Tad Sonstegard, Ph.D.
Chief Scientific Officer
Acceligen
Title: Precision breeding for disease resistance in food animals

Research: 

Dr. Tad Sonstegard is currently Chief Scientific Officer of Acceligen, a food animal genetics subsidiary of Recombinetics, where he leads both business development and research efforts dedicated to livestock improvement around the world. The main focus is application of advanced precision breeding or genome editing for livestock genetic improvement that promotes sustainability and animal welfare.  Previously, he led a livestock genomics research program at the USDA, ARS Beltsville that delivered many applications in germplasm conservation and genetic improvement for livestock including the first commercially successful, ag-based SNP tool.


Alison Van Eenennaam

Alison Van Eenennaam, Ph.D.

Cooperative Extension Specialist:
Animal Genomics and Biotechnology
Department of Animal Science
University of California – Davis
Title: Will breeders be able to use genome editing in livestock improvement programs?

Research:
Dr. Alison Van Eenennaam’s current research projects include the development of genomic approaches to select for cattle that are less susceptible to disease, the development of genome editing approaches for livestock, and applied uses of DNA-based information on commercial beef cattle operations. In addition, she does a lot of public outreach on biotechnology and animal agriculture, both frequently misunderstood and often contentious topics.


 

Daniel Voytas

Daniel Voytas, Ph.D.

___

[What you need to do] Reproduce the part of the speaker listing that opens with the words containing "Tad Sonstegard, Ph.D." and closes with "ag-based SNP tool.". The records that follow are material separate from the speaker listing.

___

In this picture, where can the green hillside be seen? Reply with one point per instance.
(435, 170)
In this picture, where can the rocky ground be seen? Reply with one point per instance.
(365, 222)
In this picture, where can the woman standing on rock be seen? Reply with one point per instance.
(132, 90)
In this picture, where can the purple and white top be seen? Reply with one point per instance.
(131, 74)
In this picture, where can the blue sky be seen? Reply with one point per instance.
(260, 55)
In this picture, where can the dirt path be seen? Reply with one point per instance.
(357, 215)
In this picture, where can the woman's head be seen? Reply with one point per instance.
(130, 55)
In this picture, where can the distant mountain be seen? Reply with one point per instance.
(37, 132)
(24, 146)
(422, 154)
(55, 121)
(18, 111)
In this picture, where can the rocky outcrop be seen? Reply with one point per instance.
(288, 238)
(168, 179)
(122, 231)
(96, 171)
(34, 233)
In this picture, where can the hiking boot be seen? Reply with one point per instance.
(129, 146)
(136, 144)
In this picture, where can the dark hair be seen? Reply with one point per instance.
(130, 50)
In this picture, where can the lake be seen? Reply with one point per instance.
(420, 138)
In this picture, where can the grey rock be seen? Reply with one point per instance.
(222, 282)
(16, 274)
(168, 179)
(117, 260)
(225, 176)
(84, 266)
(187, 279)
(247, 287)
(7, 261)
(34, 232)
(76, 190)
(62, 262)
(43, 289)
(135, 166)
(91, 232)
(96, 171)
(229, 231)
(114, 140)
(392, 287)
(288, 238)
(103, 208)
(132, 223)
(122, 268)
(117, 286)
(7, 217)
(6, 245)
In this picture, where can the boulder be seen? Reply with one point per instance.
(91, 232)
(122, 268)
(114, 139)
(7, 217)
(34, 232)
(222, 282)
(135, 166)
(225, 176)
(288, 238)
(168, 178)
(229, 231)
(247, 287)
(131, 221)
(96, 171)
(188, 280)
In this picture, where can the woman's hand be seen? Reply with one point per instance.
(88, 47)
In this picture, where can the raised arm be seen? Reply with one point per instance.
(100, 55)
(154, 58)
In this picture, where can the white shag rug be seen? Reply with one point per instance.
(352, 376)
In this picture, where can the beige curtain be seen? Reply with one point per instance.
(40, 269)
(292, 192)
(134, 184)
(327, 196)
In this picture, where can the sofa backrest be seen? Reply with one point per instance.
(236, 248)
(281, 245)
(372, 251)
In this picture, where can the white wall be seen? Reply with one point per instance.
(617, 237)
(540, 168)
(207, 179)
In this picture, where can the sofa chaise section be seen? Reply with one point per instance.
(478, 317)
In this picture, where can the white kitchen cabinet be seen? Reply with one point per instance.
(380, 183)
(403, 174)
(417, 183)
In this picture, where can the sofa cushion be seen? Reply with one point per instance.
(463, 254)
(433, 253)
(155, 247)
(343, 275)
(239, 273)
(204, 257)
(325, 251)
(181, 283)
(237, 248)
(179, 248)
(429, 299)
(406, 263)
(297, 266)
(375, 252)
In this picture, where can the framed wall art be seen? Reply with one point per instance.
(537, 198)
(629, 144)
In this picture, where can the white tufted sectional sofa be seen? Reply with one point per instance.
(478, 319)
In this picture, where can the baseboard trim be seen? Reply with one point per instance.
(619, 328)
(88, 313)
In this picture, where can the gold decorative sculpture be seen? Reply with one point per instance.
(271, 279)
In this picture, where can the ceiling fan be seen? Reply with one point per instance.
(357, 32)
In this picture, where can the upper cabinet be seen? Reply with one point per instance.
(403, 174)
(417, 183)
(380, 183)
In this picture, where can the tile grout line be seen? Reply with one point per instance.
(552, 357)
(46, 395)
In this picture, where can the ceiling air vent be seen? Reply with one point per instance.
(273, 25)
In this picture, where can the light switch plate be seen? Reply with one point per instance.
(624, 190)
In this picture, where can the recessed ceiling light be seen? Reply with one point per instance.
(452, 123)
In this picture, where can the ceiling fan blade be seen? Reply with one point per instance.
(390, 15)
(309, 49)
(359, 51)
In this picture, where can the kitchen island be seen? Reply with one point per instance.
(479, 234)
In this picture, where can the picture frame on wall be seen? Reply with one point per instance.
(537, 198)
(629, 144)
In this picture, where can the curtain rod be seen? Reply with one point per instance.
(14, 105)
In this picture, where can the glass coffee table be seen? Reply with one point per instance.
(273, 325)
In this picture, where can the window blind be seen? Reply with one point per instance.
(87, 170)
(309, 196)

___

[Answer section]
Tad Sonstegard, Ph.D.
Chief Scientific Officer
Acceligen
Title: Precision breeding for disease resistance in food animals

Research: 

Dr. Tad Sonstegard is currently Chief Scientific Officer of Acceligen, a food animal genetics subsidiary of Recombinetics, where he leads both business development and research efforts dedicated to livestock improvement around the world. The main focus is application of advanced precision breeding or genome editing for livestock genetic improvement that promotes sustainability and animal welfare.  Previously, he led a livestock genomics research program at the USDA, ARS Beltsville that delivered many applications in germplasm conservation and genetic improvement for livestock including the first commercially successful, ag-based SNP tool.